------ Selected passage ------

Performed live by the CT Tango Ensemble:

Juan Simon – Voice
Stanislav Angelov – Accordion
Jacek Domagala – Violin
Albert Combrink – Piano

Filmed during the run of Tango Show El Beso – December 2004 at The Little Theatre – Cape Town, produced by El Cacha Tango Company, directed by Heinrich Reisenhofer (www.elcacha.com)

Juan Carlos Cobian

A deceptively simple little Tango, Los Mareados starts with a quasi-recitative, building to a very dramatic climax. It’s composer, pianist and tango-innovator Juan Carlos Cobian (1896-1953), was born in Pigüé, Buenos Aires. His fame rests on both his playing as a pianist, and his compositions. He was perhaps the first to fill in the bass line with embellishments when the melody rests. This practise was later taken up by other masters such as Francisco de Caro. Alongside the composer Enrique Delfino, Cobian was the main creator of the so-called “Tango-Romanza”. Born of Spanish father and Argentine mother, he showed early pianistic promise imitating the lessons of his sister Delores, who encouraged her parents to let her younger brother take lessons as well. After graduating from the “Conservatorio Williams” at the age of 17, he did the rounds in Buenos Aires playing for silent movies and beer houses until landing a job with the best paid bandoneonist of the time, Genaro Esposito. He was arrested for evading military service, but the time to good use, writing a number of tangos.

------ Provided data ------

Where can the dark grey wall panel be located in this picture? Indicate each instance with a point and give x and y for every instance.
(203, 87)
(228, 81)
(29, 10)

------

Directives:
#1 Reproduce part of the Los Mareados text word for word: begin at the words that include "Performed live by" and stop after "Heinrich Reisenhofer (www.elcacha.com)".
#2 Answer these questions from the Los Mareados text.
(a) Who plays the accordion in the CT Tango Ensemble?
(b) At which venue was the performance filmed?
(c) At what age did Juan Carlos Cobian graduate from the "Conservatorio Williams"?
Work from the text alone, without reference to the material.

Solution list:
#1
Performed live by the CT Tango Ensemble:

Juan Simon – Voice
Stanislav Angelov – Accordion
Jacek Domagala – Violin
Albert Combrink – Piano

Filmed during the run of Tango Show El Beso – December 2004 at The Little Theatre – Cape Town, produced by El Cacha Tango Company, directed by Heinrich Reisenhofer (www.elcacha.com)

#2
(a) Stanislav Angelov
(b) The Little Theatre in Cape Town
(c) 17